Manchmal passiert es, dass Melodien aus zwei vollkommen verschiedenen Kulturen sich zufällig ähneln, weil die Menschheit ihre Tonkombinationen längst erschöpft hat.
Und genau deswegen kann man nicht mit Zufallsähnlichkeiten argumentieren (schon gar nicht mit der auf allen Kontinenten verbreiteten Pentatonik), wenn man historische Zusammenhänge zwischen zwei bestimmten Kulturen nachweisen will.

Warum soll es dann unrealistisch sein anzunehmen, dass manche vorallem simple Melodien über eine längere Zeit erhalten geblieben sind?
Weil alle Melodien, auch ganz simple, sich innerhalb weniger Jahrzehnte verändern. Sogar von "Alle meine Entchen" gibt es Varianten. Und diese Varianten verändern sich weiter. Die meisten kommen irgendwann wieder außer Gebrauch, da niemand zehn Variationen desselben Liedes auswendig lernt. Und da (wenn es keine schriftliche Aufzeichnung gibt) niemand weiß, welches die "Originalversion" ist, ist es nur eine Frage der Zeit, bis die Originalversion verschwunden ist.

[Schriftliche Aufgabe]:
Gib aus dem Text über die Überlieferung von Melodien den Abschnitt wortgetreu wieder, beginnend mit „Und genau deswegen“ und weiter bis einschließlich „Kulturen nachweisen will.“. Die Einträge stammen aus einer anderen Quelle.

[Vorliegende Einträge]:
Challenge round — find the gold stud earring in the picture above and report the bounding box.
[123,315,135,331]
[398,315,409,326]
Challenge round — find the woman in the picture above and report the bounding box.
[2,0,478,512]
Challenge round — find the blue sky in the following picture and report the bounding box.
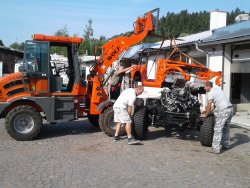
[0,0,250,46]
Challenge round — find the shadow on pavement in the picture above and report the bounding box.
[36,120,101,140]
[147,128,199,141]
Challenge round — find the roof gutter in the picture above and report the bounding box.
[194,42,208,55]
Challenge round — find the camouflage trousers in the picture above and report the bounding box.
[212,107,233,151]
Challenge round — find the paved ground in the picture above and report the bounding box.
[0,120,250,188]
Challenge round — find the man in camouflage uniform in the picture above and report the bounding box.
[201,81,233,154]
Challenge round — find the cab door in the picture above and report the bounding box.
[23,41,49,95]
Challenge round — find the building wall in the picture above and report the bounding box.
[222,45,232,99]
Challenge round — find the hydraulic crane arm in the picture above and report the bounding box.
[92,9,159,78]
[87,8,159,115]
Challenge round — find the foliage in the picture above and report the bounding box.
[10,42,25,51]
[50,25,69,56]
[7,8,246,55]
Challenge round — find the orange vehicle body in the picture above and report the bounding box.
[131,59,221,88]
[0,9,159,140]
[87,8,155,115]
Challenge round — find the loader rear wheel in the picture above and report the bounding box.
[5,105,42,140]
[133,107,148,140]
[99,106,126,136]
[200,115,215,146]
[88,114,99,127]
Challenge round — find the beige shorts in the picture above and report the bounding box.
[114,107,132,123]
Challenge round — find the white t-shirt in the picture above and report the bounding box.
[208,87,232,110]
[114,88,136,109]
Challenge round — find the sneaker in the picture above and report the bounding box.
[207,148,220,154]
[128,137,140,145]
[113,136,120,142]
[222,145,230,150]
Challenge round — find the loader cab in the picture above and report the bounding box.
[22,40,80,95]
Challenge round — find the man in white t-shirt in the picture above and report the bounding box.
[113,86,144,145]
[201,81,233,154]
--
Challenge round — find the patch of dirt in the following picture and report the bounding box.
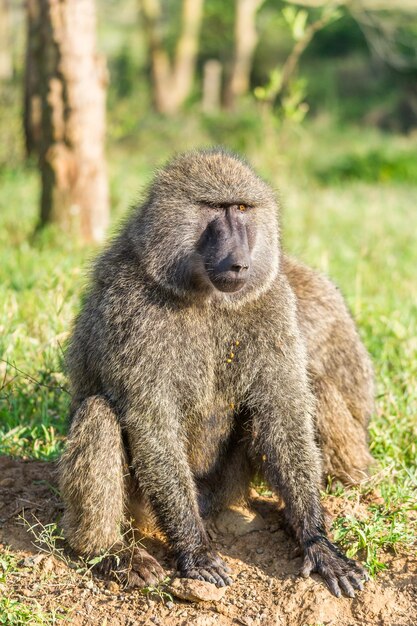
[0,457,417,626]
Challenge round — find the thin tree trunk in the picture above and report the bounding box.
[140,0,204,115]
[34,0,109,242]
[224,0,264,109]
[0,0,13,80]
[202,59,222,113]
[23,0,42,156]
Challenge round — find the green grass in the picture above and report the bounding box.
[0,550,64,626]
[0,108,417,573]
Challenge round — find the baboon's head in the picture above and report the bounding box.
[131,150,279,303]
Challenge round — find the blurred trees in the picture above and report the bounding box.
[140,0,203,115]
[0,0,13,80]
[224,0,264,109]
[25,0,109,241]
--
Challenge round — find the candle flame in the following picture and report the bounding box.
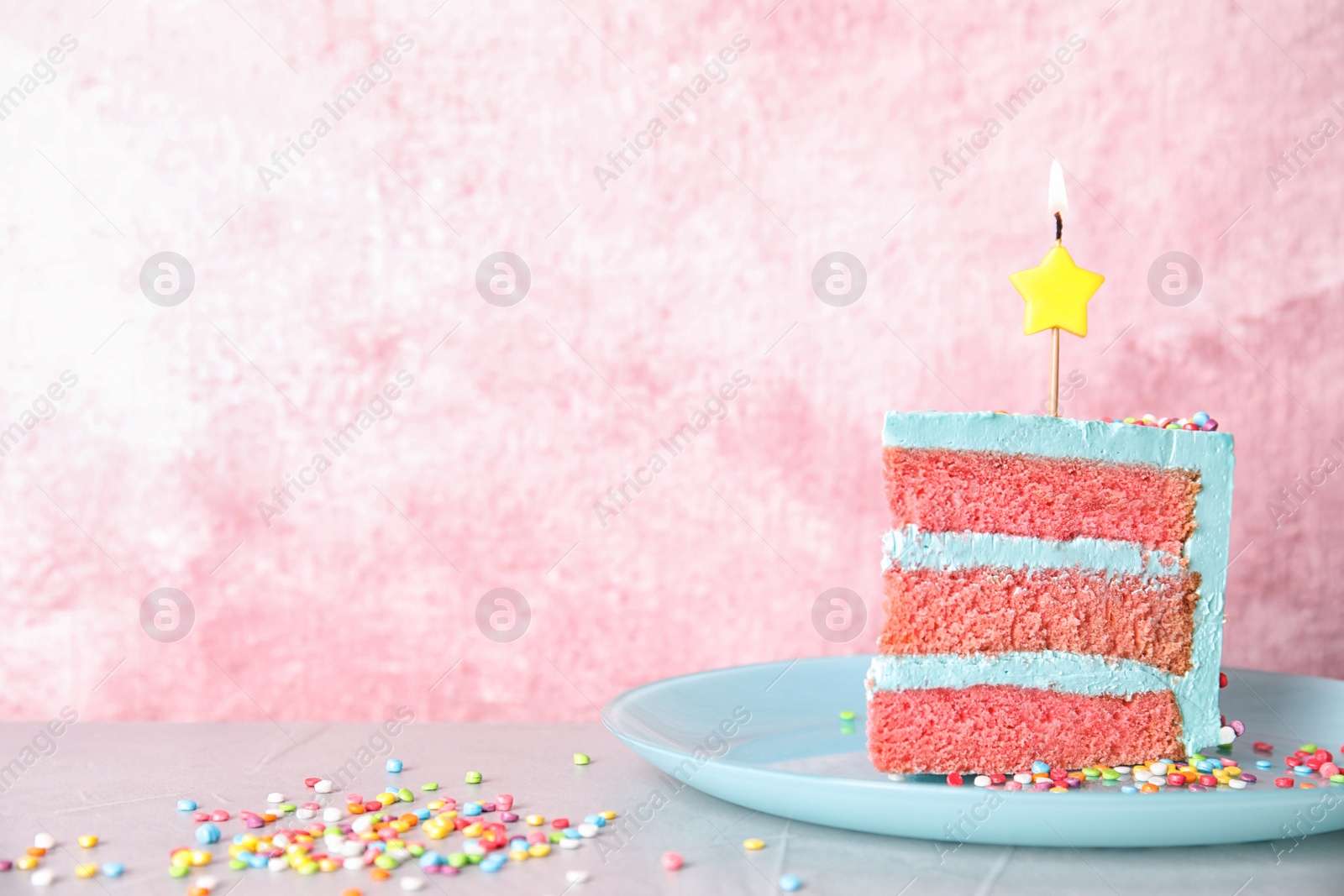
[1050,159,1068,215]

[Antwort zur Aufgabe]:
Und genau deswegen kann man nicht mit Zufallsähnlichkeiten argumentieren (schon gar nicht mit der auf allen Kontinenten verbreiteten Pentatonik), wenn man historische Zusammenhänge zwischen zwei bestimmten Kulturen nachweisen will.